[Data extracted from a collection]
_ _ _ _ _
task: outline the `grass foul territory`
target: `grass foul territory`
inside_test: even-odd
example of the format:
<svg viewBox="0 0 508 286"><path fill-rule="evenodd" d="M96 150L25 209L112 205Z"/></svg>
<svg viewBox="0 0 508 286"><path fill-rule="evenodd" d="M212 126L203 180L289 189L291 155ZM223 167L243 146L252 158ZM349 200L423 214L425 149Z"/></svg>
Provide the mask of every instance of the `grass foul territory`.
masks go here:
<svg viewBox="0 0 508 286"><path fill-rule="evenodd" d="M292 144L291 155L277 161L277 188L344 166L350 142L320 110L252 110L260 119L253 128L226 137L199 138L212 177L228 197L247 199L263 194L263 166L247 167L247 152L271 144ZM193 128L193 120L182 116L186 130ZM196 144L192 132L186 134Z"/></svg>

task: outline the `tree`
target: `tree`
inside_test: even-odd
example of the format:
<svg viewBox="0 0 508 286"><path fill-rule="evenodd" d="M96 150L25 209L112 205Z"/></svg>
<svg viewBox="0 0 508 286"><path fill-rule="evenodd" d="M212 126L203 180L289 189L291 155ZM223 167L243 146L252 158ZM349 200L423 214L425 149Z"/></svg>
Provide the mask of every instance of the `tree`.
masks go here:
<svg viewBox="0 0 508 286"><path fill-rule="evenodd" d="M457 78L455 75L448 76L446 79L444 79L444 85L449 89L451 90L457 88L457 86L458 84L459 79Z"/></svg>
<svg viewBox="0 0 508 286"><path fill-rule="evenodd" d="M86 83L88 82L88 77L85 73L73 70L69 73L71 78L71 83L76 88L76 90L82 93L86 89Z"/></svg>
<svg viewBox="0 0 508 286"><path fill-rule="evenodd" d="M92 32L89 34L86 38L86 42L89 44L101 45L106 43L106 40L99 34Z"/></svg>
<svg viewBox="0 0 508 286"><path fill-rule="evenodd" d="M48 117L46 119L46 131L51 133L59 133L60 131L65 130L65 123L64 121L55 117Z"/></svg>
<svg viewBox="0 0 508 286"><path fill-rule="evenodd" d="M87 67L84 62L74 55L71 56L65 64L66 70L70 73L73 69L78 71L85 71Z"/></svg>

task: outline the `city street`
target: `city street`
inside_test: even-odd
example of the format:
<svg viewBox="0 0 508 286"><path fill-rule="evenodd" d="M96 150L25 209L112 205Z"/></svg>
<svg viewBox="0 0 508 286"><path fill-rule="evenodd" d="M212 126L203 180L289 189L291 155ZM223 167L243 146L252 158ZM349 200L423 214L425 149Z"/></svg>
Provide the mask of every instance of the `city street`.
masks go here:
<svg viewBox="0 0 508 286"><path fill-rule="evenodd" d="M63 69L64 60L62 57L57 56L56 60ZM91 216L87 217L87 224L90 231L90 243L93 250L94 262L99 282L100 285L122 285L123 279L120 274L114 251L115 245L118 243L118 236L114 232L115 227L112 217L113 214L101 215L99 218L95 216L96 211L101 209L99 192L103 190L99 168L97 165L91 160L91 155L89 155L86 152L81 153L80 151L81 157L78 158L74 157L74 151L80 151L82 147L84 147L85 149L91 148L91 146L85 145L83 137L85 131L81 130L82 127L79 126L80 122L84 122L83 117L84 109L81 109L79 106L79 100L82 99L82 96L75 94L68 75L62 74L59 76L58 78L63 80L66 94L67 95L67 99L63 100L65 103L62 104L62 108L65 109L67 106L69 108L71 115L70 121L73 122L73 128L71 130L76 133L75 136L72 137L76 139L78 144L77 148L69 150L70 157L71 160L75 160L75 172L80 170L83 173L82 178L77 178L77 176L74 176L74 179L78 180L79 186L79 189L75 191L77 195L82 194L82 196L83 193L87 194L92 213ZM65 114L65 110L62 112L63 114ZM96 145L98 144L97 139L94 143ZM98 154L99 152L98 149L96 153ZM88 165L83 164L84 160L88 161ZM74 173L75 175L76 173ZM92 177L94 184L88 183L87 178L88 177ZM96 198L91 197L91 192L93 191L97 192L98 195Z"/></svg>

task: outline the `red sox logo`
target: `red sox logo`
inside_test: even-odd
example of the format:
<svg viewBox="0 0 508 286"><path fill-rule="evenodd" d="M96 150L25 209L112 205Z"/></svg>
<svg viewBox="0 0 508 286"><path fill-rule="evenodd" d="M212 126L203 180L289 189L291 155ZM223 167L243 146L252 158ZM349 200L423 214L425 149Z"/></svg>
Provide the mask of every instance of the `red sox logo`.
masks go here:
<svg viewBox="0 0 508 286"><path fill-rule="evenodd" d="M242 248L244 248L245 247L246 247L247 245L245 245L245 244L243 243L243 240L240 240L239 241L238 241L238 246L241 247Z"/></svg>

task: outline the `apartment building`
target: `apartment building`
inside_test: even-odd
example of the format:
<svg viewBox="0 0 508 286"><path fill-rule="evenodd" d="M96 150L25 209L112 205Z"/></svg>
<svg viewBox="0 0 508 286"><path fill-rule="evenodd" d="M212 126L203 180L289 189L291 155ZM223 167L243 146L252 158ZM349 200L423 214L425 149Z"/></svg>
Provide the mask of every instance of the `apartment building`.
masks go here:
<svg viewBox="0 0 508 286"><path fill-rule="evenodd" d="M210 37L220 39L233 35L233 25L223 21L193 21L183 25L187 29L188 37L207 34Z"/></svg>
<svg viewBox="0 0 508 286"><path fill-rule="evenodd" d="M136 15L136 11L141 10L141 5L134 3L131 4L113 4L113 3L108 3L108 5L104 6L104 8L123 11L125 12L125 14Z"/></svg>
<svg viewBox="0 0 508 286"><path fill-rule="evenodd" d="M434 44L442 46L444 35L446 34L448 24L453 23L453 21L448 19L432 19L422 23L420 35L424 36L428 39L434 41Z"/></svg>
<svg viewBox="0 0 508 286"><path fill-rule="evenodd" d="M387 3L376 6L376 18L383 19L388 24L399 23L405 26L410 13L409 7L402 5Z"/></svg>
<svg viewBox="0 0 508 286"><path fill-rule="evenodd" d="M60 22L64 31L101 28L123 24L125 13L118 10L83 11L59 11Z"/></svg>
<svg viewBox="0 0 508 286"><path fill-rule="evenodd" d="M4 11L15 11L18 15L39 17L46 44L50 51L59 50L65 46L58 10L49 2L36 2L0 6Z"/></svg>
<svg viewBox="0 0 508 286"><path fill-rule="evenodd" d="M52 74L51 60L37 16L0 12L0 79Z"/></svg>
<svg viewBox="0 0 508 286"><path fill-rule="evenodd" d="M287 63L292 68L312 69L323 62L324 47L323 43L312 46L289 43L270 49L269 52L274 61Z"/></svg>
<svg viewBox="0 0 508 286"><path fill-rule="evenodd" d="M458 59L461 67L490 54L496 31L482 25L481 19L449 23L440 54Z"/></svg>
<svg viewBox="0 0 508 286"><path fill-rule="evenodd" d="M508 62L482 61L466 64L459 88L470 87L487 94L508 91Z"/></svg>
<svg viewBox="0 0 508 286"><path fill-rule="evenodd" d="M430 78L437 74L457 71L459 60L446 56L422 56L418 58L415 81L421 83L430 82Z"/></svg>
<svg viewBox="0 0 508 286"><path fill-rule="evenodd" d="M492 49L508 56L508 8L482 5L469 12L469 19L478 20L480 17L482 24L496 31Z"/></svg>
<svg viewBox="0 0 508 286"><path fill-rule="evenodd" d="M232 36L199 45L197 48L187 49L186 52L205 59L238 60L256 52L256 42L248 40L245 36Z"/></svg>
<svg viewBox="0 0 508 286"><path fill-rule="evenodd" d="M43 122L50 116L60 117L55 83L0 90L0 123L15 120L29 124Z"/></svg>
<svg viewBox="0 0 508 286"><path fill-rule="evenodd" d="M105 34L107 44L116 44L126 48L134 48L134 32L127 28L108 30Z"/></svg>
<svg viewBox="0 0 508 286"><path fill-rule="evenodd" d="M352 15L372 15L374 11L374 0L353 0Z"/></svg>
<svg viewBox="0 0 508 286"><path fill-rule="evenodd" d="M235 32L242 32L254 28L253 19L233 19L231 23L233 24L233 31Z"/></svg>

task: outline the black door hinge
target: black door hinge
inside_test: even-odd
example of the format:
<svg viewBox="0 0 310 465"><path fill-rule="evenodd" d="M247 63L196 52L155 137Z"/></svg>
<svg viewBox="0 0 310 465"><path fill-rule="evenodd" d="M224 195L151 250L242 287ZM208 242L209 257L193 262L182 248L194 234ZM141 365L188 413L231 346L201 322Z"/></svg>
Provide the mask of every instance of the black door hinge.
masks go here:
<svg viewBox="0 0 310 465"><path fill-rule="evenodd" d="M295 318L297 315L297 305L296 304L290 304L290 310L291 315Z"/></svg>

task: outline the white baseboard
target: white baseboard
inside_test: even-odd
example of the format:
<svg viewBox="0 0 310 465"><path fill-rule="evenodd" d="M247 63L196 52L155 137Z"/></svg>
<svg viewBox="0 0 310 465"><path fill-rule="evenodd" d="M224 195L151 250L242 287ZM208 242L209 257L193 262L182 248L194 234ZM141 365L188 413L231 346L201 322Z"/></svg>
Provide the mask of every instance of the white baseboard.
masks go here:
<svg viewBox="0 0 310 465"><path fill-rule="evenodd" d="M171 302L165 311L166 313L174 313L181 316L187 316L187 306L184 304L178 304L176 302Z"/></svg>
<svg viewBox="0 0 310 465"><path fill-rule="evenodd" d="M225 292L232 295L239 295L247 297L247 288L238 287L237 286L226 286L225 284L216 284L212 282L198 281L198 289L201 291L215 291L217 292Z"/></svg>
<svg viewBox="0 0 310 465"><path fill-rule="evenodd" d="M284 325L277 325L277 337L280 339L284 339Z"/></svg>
_ _ _ _ _
**WHAT IS NEEDED**
Everything from the line containing "task: outline the black door hinge" to the last line of the entries above should be quoted exactly, and only that.

**RESULT BELOW**
task: outline the black door hinge
target: black door hinge
inside_test: even-odd
example of the format:
<svg viewBox="0 0 310 465"><path fill-rule="evenodd" d="M247 63L196 52L155 137Z"/></svg>
<svg viewBox="0 0 310 465"><path fill-rule="evenodd" d="M224 195L151 250L242 287ZM208 242L209 257L193 262L182 248L194 234ZM141 365L188 413L231 346L201 322Z"/></svg>
Provide the mask of every instance of the black door hinge.
masks go here:
<svg viewBox="0 0 310 465"><path fill-rule="evenodd" d="M295 318L297 315L297 305L296 304L290 304L290 310L291 315Z"/></svg>

task: outline the white baseboard
target: white baseboard
inside_test: even-odd
example of the format:
<svg viewBox="0 0 310 465"><path fill-rule="evenodd" d="M247 63L196 52L155 137Z"/></svg>
<svg viewBox="0 0 310 465"><path fill-rule="evenodd" d="M224 195L151 250L242 287ZM208 242L209 257L193 262L182 248L194 234ZM141 365L188 413L231 346L201 322Z"/></svg>
Provide the mask of every instance of the white baseboard.
masks go here:
<svg viewBox="0 0 310 465"><path fill-rule="evenodd" d="M171 302L165 311L166 313L174 313L181 316L187 316L187 306L184 304L178 304L176 302Z"/></svg>
<svg viewBox="0 0 310 465"><path fill-rule="evenodd" d="M225 292L232 295L239 295L247 297L247 288L238 287L237 286L226 286L225 284L216 284L212 282L198 281L198 289L201 291L215 291L217 292Z"/></svg>
<svg viewBox="0 0 310 465"><path fill-rule="evenodd" d="M284 325L277 325L277 337L280 339L284 339Z"/></svg>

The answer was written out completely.